> Passage given:
- - -

It wasn’t the worst day of my life because I had to read an original poem out loud to a group of people for the first time. Actually, that’s what ended up making The Worst Day not so bad.

It was the night of the Boston Marathon bombings. That, on top of a life-changing phone call (unrelated to Boston, but still devastating) and more bad news about a classmate, froze me. I stood in the middle of the library all numb and chilled and feeling that way I feel when my brain cuts off all access to reality for an undisclosed amount of time.

Everything was falling apart. My world collapsed around me to the point where time just stopped. So when I say it was the worst day of my life, it’s not because I was a college junior double-major type A overloaded crybaby Snowflake plagued by fast-approaching finals and summer internship orientations and boy drama. I was quite literally about to lose everything – as far as I knew, in that moment – just as the universe decided to remind me just how screwed up the world was.

Yet I still had to walk across the first floor of the library to stand in front of a few dozen people and read a poem I wrote about pancakes.

I’m not going to lie to you – it was a good poem. I wrote it because my fiction and poetry class, required for my creative writing minor, forced me to. I started writing song lyrics – basically poems – when I was 10. Writing a poem was a no-brainer. Writing a good one was hard. I worked hard because I am incapable of doing anything other than Overachieving. Being chronically ill with Imposter Syndrome, I don’t usually admit it when I’ve written something good. This was possibly the one and only exception. I knew it was good.

So when it was my turn, I stood and walked up to the front of the room – still numb, still cold, still hollow and shaken – and switched my brain to Performance Mode. I like Performance Mode. I spent 11 years singing under hot bright lights without ever passing out. I am a big trembling ball of Anxiety until I flip that switch. And then I am the part of me I like. I am confident.

- - -

> Entries:
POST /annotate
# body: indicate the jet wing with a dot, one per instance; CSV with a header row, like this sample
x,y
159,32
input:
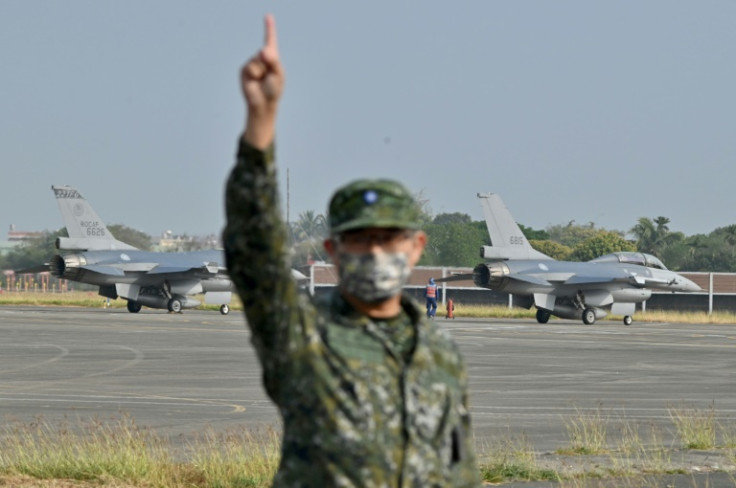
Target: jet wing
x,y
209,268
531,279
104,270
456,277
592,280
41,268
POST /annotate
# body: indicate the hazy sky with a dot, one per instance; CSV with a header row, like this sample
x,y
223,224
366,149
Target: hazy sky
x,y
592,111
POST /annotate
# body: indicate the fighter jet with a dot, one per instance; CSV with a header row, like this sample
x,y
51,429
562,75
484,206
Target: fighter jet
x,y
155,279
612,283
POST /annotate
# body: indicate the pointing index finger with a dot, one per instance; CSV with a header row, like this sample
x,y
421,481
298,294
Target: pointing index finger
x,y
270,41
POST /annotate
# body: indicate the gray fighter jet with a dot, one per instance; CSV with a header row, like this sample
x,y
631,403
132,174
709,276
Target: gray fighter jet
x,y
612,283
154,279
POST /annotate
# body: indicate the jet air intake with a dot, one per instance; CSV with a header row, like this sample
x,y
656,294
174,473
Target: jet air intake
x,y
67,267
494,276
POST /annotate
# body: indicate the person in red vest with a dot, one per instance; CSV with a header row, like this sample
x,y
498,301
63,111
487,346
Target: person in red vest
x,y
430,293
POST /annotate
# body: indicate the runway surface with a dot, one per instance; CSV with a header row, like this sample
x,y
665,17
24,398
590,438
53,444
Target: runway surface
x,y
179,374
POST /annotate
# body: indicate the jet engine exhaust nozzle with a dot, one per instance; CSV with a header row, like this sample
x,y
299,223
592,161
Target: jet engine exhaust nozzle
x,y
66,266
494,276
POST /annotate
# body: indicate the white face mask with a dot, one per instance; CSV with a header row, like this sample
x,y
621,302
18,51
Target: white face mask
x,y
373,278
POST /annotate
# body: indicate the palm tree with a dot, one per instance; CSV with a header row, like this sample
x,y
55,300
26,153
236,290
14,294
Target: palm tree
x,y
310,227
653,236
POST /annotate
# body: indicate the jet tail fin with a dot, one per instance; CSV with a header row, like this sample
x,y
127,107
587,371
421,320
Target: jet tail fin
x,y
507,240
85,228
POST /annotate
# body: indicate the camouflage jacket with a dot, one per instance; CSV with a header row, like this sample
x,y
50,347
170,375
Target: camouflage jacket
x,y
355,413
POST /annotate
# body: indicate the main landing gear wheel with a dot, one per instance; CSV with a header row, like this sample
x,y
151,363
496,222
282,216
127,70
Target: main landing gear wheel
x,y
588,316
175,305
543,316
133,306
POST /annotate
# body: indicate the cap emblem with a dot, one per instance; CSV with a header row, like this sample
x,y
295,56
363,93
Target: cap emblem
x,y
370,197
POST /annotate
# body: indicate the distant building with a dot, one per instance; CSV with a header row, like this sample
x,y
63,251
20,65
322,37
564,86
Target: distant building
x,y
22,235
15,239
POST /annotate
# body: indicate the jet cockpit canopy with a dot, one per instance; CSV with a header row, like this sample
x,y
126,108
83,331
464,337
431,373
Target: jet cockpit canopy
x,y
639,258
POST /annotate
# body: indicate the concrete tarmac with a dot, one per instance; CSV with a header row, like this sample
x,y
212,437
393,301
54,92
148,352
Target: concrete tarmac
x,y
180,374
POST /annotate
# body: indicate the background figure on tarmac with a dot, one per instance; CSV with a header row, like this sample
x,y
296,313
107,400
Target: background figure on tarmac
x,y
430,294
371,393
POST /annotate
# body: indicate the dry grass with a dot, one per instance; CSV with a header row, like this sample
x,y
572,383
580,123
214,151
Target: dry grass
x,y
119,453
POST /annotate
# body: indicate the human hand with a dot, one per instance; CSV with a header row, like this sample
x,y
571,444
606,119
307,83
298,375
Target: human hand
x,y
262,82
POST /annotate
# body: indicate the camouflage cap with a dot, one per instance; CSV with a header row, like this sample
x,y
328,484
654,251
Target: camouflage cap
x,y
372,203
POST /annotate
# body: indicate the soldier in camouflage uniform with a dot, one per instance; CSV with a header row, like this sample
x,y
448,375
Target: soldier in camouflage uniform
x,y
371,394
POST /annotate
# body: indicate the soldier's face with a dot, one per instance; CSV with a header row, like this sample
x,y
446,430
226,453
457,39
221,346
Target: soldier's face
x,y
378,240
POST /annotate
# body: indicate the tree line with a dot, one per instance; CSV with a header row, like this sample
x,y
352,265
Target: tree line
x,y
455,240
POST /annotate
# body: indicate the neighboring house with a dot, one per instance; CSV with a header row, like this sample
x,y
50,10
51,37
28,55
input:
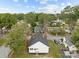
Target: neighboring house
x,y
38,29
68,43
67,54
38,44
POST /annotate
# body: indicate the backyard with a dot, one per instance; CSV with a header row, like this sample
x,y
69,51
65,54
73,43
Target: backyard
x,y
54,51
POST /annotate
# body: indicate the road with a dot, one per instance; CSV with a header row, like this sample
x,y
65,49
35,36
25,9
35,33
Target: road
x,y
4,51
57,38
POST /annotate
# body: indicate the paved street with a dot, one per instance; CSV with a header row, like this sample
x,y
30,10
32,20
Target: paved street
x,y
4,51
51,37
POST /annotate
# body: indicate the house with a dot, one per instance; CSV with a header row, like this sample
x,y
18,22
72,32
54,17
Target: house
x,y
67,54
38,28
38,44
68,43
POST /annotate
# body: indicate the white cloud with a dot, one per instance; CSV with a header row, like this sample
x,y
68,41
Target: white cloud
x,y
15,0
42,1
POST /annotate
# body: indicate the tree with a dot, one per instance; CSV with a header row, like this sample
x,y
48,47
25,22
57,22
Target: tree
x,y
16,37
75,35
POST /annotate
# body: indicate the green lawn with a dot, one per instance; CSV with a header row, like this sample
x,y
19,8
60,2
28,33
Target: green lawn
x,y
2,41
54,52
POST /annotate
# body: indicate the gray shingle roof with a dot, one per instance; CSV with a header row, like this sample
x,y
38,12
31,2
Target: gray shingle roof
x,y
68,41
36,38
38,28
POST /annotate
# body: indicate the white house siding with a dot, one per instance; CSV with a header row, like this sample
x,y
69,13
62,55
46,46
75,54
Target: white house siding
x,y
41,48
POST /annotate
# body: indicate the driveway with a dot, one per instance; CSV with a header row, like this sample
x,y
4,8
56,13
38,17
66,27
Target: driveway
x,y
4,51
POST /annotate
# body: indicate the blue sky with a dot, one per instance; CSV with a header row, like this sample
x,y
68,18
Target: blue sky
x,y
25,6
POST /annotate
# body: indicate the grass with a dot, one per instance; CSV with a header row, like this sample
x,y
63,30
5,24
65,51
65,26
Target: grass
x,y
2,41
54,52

- - -

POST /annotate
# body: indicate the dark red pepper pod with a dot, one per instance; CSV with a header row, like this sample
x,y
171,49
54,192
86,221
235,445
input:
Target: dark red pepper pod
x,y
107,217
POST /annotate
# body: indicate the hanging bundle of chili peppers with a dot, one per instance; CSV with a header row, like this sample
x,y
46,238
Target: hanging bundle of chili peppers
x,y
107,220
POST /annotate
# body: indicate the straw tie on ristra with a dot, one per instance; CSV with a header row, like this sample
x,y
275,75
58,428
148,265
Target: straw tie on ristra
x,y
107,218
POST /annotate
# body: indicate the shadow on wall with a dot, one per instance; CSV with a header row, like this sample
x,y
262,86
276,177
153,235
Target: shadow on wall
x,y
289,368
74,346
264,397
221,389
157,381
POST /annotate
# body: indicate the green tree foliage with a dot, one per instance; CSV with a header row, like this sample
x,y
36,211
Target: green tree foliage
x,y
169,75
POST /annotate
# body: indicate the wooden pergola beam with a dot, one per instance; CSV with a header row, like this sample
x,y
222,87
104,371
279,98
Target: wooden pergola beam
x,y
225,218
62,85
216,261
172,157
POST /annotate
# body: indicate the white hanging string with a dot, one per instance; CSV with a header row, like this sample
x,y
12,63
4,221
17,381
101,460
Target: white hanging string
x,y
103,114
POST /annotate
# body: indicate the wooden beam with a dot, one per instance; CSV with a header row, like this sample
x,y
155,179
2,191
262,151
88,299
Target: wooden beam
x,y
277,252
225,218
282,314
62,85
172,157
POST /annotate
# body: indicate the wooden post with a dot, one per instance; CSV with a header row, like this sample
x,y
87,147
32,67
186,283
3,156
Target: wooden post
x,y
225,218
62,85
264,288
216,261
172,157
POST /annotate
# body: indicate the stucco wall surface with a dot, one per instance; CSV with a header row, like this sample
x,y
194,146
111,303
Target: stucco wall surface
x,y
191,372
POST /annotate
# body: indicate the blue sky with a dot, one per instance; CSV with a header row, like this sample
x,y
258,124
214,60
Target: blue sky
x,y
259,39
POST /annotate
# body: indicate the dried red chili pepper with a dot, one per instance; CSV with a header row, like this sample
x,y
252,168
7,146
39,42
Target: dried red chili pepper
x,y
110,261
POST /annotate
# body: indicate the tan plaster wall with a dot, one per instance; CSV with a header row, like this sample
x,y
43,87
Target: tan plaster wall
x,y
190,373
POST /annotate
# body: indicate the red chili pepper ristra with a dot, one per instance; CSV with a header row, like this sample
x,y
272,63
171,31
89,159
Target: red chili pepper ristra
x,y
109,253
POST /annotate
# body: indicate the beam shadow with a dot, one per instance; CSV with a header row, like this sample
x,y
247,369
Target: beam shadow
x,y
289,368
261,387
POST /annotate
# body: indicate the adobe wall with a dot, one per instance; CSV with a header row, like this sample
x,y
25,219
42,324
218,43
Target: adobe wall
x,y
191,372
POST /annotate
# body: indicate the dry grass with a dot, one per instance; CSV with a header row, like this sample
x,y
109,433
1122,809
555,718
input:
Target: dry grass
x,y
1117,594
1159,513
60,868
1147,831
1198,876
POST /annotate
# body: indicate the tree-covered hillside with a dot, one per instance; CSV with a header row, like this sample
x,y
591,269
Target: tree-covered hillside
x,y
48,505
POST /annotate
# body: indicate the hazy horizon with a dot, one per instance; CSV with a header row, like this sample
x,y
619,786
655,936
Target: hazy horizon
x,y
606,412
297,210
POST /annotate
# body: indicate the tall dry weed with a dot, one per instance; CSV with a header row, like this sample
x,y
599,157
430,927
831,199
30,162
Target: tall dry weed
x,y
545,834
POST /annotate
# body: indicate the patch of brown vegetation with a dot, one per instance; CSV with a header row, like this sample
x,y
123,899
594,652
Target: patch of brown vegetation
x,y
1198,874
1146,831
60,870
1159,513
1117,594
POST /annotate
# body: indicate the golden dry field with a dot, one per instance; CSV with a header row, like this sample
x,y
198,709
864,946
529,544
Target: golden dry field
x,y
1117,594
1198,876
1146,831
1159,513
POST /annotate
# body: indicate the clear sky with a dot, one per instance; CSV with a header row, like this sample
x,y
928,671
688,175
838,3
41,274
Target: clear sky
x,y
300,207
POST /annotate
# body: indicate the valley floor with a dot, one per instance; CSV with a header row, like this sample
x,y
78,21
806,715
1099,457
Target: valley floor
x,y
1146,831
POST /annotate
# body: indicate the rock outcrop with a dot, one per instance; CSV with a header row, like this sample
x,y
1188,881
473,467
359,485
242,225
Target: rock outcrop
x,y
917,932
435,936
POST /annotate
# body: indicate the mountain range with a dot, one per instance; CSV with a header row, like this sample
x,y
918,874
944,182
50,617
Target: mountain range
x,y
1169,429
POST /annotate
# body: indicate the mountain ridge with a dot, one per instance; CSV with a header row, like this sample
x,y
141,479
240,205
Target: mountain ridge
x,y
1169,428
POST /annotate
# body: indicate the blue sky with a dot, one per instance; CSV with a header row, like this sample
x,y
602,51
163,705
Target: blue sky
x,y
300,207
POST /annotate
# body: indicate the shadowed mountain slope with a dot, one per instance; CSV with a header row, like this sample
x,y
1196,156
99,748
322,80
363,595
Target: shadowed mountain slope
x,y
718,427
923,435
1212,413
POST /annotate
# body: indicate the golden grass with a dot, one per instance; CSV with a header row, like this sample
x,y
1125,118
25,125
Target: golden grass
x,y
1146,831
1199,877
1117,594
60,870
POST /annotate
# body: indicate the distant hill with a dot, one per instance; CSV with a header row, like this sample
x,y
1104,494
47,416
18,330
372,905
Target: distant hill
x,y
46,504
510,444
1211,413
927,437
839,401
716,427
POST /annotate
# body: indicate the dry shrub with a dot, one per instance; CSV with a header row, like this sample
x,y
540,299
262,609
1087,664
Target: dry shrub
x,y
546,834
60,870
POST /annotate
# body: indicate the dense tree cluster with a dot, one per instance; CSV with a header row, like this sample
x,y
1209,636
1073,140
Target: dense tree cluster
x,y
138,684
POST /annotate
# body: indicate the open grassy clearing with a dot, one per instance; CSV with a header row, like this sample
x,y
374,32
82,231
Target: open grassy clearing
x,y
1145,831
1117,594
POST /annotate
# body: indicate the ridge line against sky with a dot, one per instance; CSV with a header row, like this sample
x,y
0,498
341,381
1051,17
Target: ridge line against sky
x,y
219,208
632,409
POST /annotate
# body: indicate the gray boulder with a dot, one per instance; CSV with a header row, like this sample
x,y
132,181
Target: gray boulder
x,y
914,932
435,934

- - -

> Task to carry out: Copy out the whole passage about reading a poem aloud on the night of the Boston Marathon bombings, word for word and with its paragraph breaks.

> Reply to the exercise:
It wasn’t the worst day of my life because I had to read an original poem out loud to a group of people for the first time. Actually, that’s what ended up making The Worst Day not so bad.

It was the night of the Boston Marathon bombings. That, on top of a life-changing phone call (unrelated to Boston, but still devastating) and more bad news about a classmate, froze me. I stood in the middle of the library all numb and chilled and feeling that way I feel when my brain cuts off all access to reality for an undisclosed amount of time.

Everything was falling apart. My world collapsed around me to the point where time just stopped. So when I say it was the worst day of my life, it’s not because I was a college junior double-major type A overloaded crybaby Snowflake plagued by fast-approaching finals and summer internship orientations and boy drama. I was quite literally about to lose everything – as far as I knew, in that moment – just as the universe decided to remind me just how screwed up the world was.

Yet I still had to walk across the first floor of the library to stand in front of a few dozen people and read a poem I wrote about pancakes.

I’m not going to lie to you – it was a good poem. I wrote it because my fiction and poetry class, required for my creative writing minor, forced me to. I started writing song lyrics – basically poems – when I was 10. Writing a poem was a no-brainer. Writing a good one was hard. I worked hard because I am incapable of doing anything other than Overachieving. Being chronically ill with Imposter Syndrome, I don’t usually admit it when I’ve written something good. This was possibly the one and only exception. I knew it was good.

So when it was my turn, I stood and walked up to the front of the room – still numb, still cold, still hollow and shaken – and switched my brain to Performance Mode. I like Performance Mode. I spent 11 years singing under hot bright lights without ever passing out. I am a big trembling ball of Anxiety until I flip that switch. And then I am the part of me I like. I am confident.